▶ Task prompt:
Transcribe the records below without any change, starting at the line that contains "of the dark" and continuing through the end of the records. Leave the pictures out of your copy.

################

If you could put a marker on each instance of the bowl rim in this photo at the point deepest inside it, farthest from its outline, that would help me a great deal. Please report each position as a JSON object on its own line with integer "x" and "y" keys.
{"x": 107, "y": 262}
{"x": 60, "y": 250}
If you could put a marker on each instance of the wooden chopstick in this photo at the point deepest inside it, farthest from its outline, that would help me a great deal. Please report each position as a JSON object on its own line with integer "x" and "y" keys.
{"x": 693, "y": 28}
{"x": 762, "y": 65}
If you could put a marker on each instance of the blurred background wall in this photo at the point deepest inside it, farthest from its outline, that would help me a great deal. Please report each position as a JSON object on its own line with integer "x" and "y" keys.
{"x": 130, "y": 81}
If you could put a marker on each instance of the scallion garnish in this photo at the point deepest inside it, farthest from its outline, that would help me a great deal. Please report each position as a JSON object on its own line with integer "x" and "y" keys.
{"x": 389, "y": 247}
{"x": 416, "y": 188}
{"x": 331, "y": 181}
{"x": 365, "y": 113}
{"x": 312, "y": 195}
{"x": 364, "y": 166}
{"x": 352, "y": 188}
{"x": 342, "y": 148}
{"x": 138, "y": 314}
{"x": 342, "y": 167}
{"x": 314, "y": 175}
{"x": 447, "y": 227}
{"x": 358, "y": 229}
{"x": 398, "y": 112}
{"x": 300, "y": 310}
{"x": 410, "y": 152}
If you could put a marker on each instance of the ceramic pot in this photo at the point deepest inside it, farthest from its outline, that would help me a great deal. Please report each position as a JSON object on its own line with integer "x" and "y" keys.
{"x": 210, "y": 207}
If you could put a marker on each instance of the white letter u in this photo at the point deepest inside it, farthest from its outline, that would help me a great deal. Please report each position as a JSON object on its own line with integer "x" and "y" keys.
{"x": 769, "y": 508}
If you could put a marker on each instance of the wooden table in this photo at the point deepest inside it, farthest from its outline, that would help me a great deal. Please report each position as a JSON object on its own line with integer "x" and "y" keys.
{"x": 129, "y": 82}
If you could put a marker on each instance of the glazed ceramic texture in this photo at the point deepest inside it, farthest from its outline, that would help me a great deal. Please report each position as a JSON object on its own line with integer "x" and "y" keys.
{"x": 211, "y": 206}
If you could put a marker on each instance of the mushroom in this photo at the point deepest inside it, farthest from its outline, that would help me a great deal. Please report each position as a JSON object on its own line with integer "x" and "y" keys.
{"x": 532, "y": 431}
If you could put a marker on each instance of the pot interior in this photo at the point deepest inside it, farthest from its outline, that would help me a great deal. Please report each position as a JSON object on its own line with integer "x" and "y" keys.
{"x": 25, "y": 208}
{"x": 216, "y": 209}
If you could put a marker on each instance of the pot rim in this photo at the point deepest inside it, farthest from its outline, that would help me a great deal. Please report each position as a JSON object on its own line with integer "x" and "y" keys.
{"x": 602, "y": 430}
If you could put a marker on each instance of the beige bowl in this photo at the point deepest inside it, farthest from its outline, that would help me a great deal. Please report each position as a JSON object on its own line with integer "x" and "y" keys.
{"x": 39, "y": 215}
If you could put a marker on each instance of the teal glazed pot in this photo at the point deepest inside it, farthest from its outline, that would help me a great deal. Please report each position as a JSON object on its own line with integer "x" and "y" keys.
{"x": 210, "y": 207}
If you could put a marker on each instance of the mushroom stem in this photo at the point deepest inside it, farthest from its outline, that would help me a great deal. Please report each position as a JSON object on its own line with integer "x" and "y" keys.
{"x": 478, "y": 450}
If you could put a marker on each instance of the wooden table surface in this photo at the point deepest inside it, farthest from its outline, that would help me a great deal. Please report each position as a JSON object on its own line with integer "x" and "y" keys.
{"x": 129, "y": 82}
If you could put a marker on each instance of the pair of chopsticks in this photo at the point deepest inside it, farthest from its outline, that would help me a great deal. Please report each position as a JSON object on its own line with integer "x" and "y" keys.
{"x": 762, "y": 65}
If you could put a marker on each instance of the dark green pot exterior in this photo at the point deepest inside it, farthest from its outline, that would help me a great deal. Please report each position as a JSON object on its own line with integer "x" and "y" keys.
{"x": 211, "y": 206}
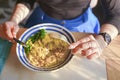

################

▶ Reply:
If you could put a marker on each instance of the dark green pot exterior in this photo at the point deepest inside it, farthest from its outline, that would help me a great deal. Please report each position as a JSON object on its own line with integer "x" and "y" keys.
{"x": 211, "y": 206}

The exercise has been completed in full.